Data start
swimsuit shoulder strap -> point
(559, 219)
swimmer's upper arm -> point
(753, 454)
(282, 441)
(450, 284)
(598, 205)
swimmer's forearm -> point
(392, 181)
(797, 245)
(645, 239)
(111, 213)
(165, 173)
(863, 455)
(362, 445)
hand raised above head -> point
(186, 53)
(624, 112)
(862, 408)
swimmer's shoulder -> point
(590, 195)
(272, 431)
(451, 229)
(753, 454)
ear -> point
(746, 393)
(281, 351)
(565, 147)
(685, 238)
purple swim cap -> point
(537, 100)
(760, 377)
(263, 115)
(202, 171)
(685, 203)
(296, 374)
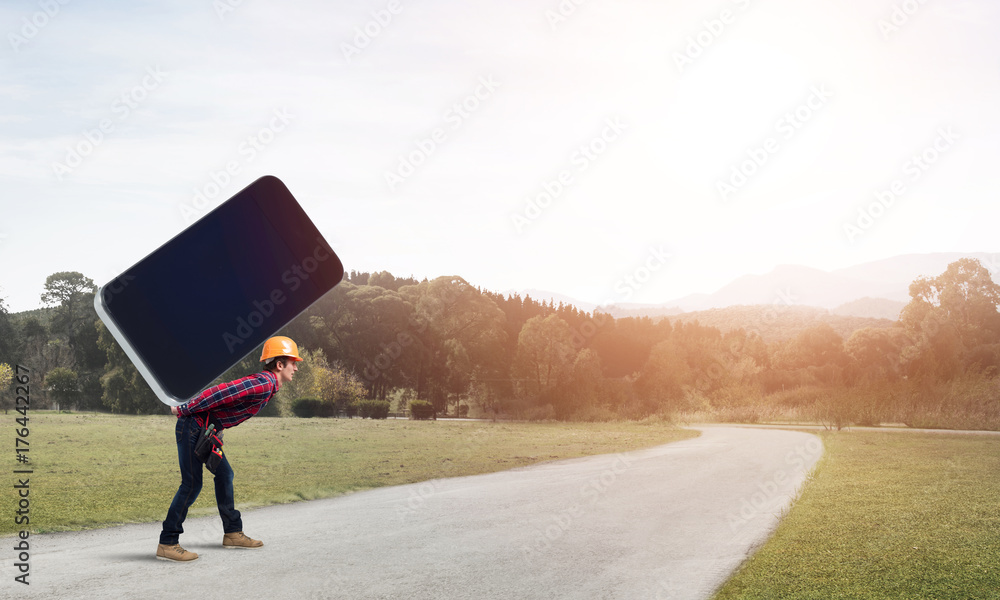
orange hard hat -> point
(280, 345)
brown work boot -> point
(240, 540)
(174, 552)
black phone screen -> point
(198, 304)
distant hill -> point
(775, 323)
(873, 308)
(887, 279)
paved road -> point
(667, 522)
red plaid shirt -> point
(234, 402)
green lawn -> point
(93, 470)
(887, 515)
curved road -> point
(667, 522)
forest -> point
(446, 346)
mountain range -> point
(878, 289)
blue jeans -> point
(187, 431)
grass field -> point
(93, 470)
(887, 515)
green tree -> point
(124, 389)
(815, 346)
(8, 336)
(949, 317)
(64, 385)
(73, 295)
(664, 377)
(545, 355)
(6, 376)
(459, 331)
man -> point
(226, 405)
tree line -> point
(466, 350)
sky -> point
(611, 151)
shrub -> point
(421, 409)
(372, 409)
(307, 407)
(540, 413)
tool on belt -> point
(208, 448)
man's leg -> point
(224, 497)
(232, 523)
(186, 433)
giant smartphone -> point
(202, 301)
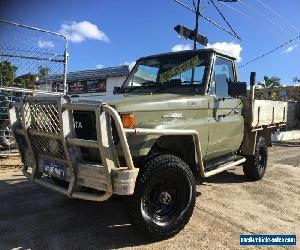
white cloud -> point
(290, 49)
(130, 64)
(78, 32)
(45, 44)
(100, 66)
(180, 47)
(231, 48)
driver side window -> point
(223, 75)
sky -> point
(112, 33)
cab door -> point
(226, 123)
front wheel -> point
(255, 165)
(7, 140)
(164, 197)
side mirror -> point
(237, 89)
(116, 90)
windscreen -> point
(168, 71)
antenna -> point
(193, 34)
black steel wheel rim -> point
(165, 199)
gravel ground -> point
(32, 217)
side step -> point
(224, 167)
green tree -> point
(7, 73)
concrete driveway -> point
(32, 217)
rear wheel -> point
(255, 165)
(164, 197)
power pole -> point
(197, 22)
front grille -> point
(42, 117)
(50, 147)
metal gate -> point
(33, 61)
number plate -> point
(55, 168)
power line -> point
(198, 13)
(223, 17)
(271, 51)
(254, 20)
(265, 16)
(297, 29)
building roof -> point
(89, 74)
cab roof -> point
(209, 50)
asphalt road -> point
(32, 217)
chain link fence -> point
(32, 62)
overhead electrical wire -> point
(271, 51)
(286, 20)
(254, 20)
(265, 17)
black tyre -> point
(7, 140)
(164, 197)
(255, 165)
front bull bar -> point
(36, 121)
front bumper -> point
(44, 129)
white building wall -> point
(111, 82)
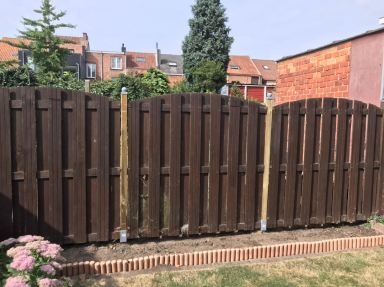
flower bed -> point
(30, 261)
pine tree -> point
(208, 39)
(46, 47)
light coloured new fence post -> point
(267, 156)
(123, 164)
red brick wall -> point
(103, 65)
(323, 73)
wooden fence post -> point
(267, 155)
(123, 165)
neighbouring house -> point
(171, 65)
(75, 62)
(102, 65)
(351, 68)
(249, 75)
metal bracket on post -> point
(123, 165)
(267, 154)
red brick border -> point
(221, 256)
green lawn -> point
(362, 268)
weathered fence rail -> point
(194, 164)
(59, 164)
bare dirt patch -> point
(110, 251)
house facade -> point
(254, 77)
(351, 68)
(76, 61)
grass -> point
(360, 268)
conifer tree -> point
(208, 39)
(40, 38)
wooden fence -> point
(326, 162)
(194, 164)
(195, 161)
(59, 164)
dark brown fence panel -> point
(195, 165)
(57, 156)
(325, 162)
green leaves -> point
Data end
Rewrite every row above with "green lawn" replaced by "grassy lawn" and everything else left unchanged. Leave the pictures out of your answer.

=== Answer to the problem ===
swimsuit shoulder strap -> point
(559, 219)
swimmer's upper arm -> point
(753, 454)
(282, 441)
(450, 284)
(598, 205)
swimmer's forearm -> point
(392, 181)
(797, 245)
(645, 239)
(111, 213)
(165, 173)
(863, 455)
(362, 445)
hand raised above head -> point
(186, 53)
(624, 112)
(862, 408)
swimmer's shoulder -> point
(590, 195)
(272, 431)
(451, 229)
(753, 454)
ear -> point
(746, 393)
(281, 351)
(565, 147)
(685, 238)
purple swim cap -> point
(537, 100)
(760, 377)
(263, 115)
(202, 171)
(685, 203)
(296, 374)
orange hard hat -> point
(280, 345)
brown work boot -> point
(240, 540)
(174, 552)
black phone screen -> point
(198, 304)
distant hill -> point
(775, 323)
(873, 308)
(887, 279)
paved road -> point
(667, 522)
red plaid shirt -> point
(234, 402)
grassy lawn -> point
(93, 470)
(887, 515)
curved road -> point
(667, 522)
forest -> point
(446, 346)
mountain range -> point
(878, 289)
blue jeans -> point
(187, 431)
grass field -> point
(93, 470)
(887, 515)
green tree -> point
(124, 389)
(815, 346)
(8, 336)
(949, 317)
(64, 385)
(73, 295)
(664, 377)
(545, 355)
(6, 376)
(459, 331)
man -> point
(226, 405)
tree line -> point
(466, 350)
sky -> point
(611, 151)
shrub -> point
(421, 409)
(372, 409)
(307, 407)
(540, 413)
tool on belt -> point
(208, 448)
man's leg -> point
(224, 497)
(232, 523)
(186, 433)
giant smartphone -> point
(202, 301)
white cloud -> point
(290, 49)
(130, 64)
(78, 32)
(45, 44)
(100, 66)
(180, 47)
(231, 48)
driver side window -> point
(223, 75)
sky -> point
(112, 33)
cab door -> point
(226, 123)
front wheel -> point
(255, 165)
(7, 140)
(164, 197)
side mirror -> point
(237, 89)
(116, 90)
windscreen -> point
(168, 71)
antenna -> point
(193, 34)
black steel wheel rim -> point
(165, 199)
gravel ground -> point
(32, 217)
side step -> point
(224, 167)
green tree -> point
(7, 73)
concrete driveway -> point
(32, 217)
rear wheel -> point
(255, 165)
(164, 197)
power pole -> point
(197, 22)
front grille -> point
(42, 117)
(50, 147)
metal gate -> point
(33, 61)
number plate -> point
(55, 168)
power line -> point
(198, 13)
(223, 17)
(271, 51)
(254, 20)
(265, 16)
(297, 29)
building roof -> point
(89, 74)
cab roof -> point
(209, 50)
asphalt road -> point
(32, 217)
chain link fence -> point
(32, 62)
overhead electrical wire -> point
(271, 51)
(286, 20)
(254, 20)
(265, 17)
black tyre -> point
(7, 140)
(164, 197)
(255, 165)
front bull bar -> point
(36, 121)
front bumper -> point
(44, 129)
white building wall -> point
(111, 82)
flower bed -> point
(30, 261)
pine tree -> point
(208, 39)
(46, 47)
light coloured new fence post -> point
(267, 156)
(123, 164)
red brick wall -> point
(103, 65)
(323, 73)
wooden fence post -> point
(267, 155)
(123, 165)
neighbouring house -> point
(171, 65)
(75, 62)
(102, 65)
(351, 68)
(249, 75)
metal bracket on post -> point
(123, 165)
(267, 154)
red brick border -> point
(221, 256)
grassy lawn -> point
(362, 268)
weathered fence rail -> point
(194, 164)
(59, 164)
bare dirt patch -> point
(110, 251)
house facade -> point
(254, 77)
(351, 68)
(76, 61)
grass -> point
(360, 268)
conifer tree -> point
(208, 39)
(40, 38)
wooden fence -> point
(326, 162)
(194, 164)
(195, 161)
(59, 164)
dark brown fence panel -> point
(195, 165)
(57, 156)
(325, 162)
green leaves -> point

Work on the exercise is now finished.